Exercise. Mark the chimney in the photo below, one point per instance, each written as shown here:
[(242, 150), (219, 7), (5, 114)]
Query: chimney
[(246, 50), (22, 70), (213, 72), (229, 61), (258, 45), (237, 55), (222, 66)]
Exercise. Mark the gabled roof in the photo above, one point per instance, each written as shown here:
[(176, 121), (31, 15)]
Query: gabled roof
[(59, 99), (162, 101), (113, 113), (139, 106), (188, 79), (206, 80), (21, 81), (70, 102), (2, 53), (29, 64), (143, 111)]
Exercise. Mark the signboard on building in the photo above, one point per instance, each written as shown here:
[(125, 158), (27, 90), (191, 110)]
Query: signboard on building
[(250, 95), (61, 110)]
**********
Please render the lines above as a JSON list of strings, one string for each line, leaving out any blank lines.

[
  "Exercise. Mark the chimney in the photo below, one point per instance, each written as shown here:",
  "[(242, 150), (219, 7), (5, 114)]",
  "Query: chimney",
  "[(246, 50), (22, 70), (213, 72), (229, 61), (258, 45), (237, 55), (222, 66)]",
  "Exercise. Mark the gabled roof in the photo above, one point per instance, each written as shown here:",
  "[(176, 121), (31, 15)]",
  "Query: gabled roof",
  "[(59, 99), (162, 101), (113, 113), (139, 106), (188, 79), (206, 80), (21, 81), (70, 102), (2, 53), (29, 64), (143, 111)]",
  "Exercise. Mark the signboard on building in the photo above, one point per instance, each written as shown here:",
  "[(125, 158), (27, 90), (191, 110)]",
  "Query: signboard on building",
  "[(250, 95), (61, 110)]"
]